> [Task description]: Copy all of the records below, swapping every occurrence of "innermost point" for "central point" and leaving everything else untouched.

Labeled point records
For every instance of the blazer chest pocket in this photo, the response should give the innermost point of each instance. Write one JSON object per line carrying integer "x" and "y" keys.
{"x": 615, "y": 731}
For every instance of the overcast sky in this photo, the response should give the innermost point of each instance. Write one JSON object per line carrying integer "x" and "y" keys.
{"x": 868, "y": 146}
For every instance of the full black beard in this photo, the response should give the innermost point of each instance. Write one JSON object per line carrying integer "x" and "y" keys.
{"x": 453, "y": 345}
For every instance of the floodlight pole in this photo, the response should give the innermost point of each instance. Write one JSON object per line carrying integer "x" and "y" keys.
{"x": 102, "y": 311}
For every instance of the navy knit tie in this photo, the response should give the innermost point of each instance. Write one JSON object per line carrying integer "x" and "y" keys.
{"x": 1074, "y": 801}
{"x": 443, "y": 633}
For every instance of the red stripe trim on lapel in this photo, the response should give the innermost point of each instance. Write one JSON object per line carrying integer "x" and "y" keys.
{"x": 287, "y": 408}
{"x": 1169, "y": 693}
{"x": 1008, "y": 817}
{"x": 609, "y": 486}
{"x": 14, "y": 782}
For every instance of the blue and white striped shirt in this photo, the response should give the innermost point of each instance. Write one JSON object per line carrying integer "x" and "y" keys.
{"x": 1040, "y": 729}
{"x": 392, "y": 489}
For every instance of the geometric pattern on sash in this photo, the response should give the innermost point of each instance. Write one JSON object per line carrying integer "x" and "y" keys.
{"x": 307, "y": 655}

> [Solution for this exercise]:
For every instance of the blazer chest pocket in this photo, the response should give the central point of each instance. Write one JSON object per line carrying integer "x" and "y" keys.
{"x": 615, "y": 731}
For every instance of the overcast sky in this photo, the response should give the central point of each instance. Write one JSON object per line carrying integer "x" and "y" keys.
{"x": 868, "y": 146}
For every instance of the full black beard in this photo, the response should give the central point of each instance. Write one JSON object per line carrying integer "x" and "y" keys.
{"x": 453, "y": 345}
For every instance of the floodlight pole in this photo, the response should give the central point of each instance. Write one JSON object per line carrying integer "x" and "y" keys.
{"x": 102, "y": 311}
For every instance of the navy knit tie in this photo, the response should give the central point of each instance. Write one JSON object per line carrying integer "x" and "y" keys.
{"x": 1074, "y": 801}
{"x": 443, "y": 633}
For every instance of the red stripe trim on lapel in this photo, the response should give the central point of each instance. Write one JSON object per line carrying integer "x" and "y" keys.
{"x": 287, "y": 408}
{"x": 1169, "y": 693}
{"x": 1008, "y": 817}
{"x": 609, "y": 486}
{"x": 14, "y": 782}
For every instance of the blue and white striped shirt in this photo, the response should give the central point of each instance. Write one JSON object per line carrying integer "x" and "y" keys.
{"x": 1040, "y": 729}
{"x": 392, "y": 489}
For every instance of the geometric pattern on sash in this photo, the response should give the central point of each instance. Write one JSON object per line carrying integer "x" and "y" keys.
{"x": 307, "y": 655}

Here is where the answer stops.